**EXCERPTED PASSAGE**

The summary of regression outputs shows that water specific conductivity varies among the different sites. The average value in site DV01, AT07, RG01, and GV01 are higher than in site AB00, while site BC02, TO02, HO00, SP02, MC06, MC00, ON02, and RS02 are lower than site AB00. One unit increase of PO4 concentration will decrease specific conductivity by 17.63 uS/cm on average. One unit increase of total dissolved phosphate will decrease specific conductivity by about 36.76 uS/cm on average.
Based on the partial model, when taking off the effect of total dissolved nitrogen, one unit increase of NH4 concentration will increase specific conductivity by 3.77 uS/cm on average while one unit increase of NO3 concentration will increase specific conductivity only by 0.83 uS/cm on average. Looking at the full model, if total dissolved nitrogen is 1 uM, the water specific conductivity will change by (-0.72 + 0) for each unit increase in NO3 concentration. If NO3 concentration is 1 uM, the water conductivity will increase by by (0.58 + 0) for each unit increase in total dissolved nitrogen concentration. The full model implies that the NO3 does not increase water conductivity but NH4 and organic nitrogen do.
creek_num_var <- creek_clean %>%
select(-timestamp_local) %>%
rename(NH4 = nh4_uM,
NO3 = no3_uM,
PO4 = po4_uM,
"Total dissolved nitrogen" = tdn_uM,
"Total dissolved phosphorus" = tdp_uM,
"Specific water conductivity" = spec_cond_uSpercm)
# pca on numeric variables
creek_pca <- prcomp(creek_num_var[, -1], scale = TRUE)
sum_creek_pca <- summary(creek_pca)
# create biplot
autoplot(creek_pca,
alpha = 0.1,
loadings.label.size = 3,
loadings.label.colour = "black",
loadings.label = TRUE,
loadings.label.repel = TRUE) +
theme_bw()
Figure 2: PCA biplot. The first and second PCs explained 63.63% of the total variance. Observations are plotted as black circles on the figure. Data source: Santa Barbara Coastal LTER and J. Melack, 2019.
# assign color to each site
color <- rainbow(13, s = 1, v = 0.8, alpha = 0.5)
pca_color <- color[as.factor(creek_num_var$site_code)]
# plot site based on pc1 and pc2 with colored text
plot(creek_pca$x[, 1:2], cex = 0, xlim = c(-17, 3), ylim = c(-14, 14))

**YOUR TASKS**
1) In the creek water passage, what share of the total variance is explained by the first and second PCs?
2) Report the number of lines in the records that contain the string "every", counting only case-sensitive matches. Give the number alone.

**RECORDS FOR THE TASK**
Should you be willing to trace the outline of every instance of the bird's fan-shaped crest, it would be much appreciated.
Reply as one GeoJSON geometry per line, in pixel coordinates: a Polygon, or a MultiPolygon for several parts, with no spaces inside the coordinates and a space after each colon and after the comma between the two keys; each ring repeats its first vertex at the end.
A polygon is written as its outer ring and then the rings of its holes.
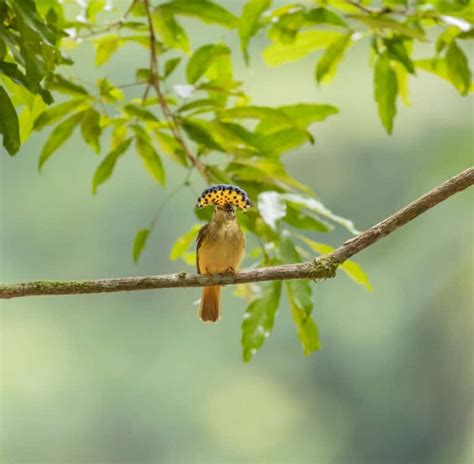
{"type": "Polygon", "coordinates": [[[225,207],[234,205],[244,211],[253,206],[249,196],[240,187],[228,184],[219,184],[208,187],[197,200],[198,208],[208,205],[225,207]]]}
==
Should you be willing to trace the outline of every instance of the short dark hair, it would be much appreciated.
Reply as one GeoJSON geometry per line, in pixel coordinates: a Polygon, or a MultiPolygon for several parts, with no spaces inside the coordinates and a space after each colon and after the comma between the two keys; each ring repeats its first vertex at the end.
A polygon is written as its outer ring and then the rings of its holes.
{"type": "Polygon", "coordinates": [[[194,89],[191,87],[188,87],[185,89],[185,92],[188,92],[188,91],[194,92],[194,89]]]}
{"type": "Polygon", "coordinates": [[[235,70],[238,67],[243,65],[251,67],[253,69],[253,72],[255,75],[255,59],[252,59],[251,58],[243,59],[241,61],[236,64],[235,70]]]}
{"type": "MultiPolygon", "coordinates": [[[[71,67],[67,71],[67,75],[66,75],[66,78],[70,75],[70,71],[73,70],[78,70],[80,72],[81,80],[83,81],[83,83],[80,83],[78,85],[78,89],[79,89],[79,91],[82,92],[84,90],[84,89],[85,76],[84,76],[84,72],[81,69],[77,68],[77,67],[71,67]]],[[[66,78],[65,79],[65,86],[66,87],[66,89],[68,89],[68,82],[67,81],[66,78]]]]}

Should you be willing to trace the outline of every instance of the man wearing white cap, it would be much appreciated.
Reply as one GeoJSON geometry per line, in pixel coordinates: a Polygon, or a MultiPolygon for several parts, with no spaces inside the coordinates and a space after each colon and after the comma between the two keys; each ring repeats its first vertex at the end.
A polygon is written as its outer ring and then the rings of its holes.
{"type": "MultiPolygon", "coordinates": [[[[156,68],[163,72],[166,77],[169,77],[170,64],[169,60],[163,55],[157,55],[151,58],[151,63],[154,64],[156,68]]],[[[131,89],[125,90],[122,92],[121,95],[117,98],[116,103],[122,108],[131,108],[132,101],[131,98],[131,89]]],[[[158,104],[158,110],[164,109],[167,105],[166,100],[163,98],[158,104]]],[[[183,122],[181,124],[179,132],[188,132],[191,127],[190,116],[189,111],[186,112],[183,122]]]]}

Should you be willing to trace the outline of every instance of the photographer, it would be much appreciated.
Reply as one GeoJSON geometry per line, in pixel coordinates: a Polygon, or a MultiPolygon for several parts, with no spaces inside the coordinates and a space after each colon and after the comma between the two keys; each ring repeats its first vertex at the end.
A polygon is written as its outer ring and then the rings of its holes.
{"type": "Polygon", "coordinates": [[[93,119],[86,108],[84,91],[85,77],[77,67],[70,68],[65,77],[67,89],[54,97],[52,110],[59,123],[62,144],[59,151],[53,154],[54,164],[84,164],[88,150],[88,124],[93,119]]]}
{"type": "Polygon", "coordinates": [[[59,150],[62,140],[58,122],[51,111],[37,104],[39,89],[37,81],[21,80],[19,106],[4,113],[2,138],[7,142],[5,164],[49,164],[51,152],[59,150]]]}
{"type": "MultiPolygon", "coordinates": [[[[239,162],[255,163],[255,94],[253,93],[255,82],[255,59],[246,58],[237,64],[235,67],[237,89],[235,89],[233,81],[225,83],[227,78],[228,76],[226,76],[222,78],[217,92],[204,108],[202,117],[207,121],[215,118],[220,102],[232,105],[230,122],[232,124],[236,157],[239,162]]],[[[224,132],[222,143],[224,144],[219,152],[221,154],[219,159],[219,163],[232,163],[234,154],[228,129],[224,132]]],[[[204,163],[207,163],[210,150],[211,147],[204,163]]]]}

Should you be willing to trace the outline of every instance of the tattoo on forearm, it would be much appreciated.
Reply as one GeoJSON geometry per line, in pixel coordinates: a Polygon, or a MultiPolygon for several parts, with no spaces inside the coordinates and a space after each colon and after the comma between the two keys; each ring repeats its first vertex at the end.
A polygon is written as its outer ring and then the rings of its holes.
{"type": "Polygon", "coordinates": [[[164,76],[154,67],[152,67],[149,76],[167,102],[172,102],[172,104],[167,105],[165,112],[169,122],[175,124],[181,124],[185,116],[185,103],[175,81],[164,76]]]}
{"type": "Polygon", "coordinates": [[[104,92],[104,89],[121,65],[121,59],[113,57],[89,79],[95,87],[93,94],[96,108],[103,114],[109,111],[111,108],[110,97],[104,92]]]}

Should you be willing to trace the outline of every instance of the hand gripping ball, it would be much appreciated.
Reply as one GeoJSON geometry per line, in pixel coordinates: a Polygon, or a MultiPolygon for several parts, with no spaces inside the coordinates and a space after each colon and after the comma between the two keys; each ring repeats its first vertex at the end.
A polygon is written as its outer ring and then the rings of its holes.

**TASK-BY-TASK SOLUTIONS**
1) 63.63%

2) 6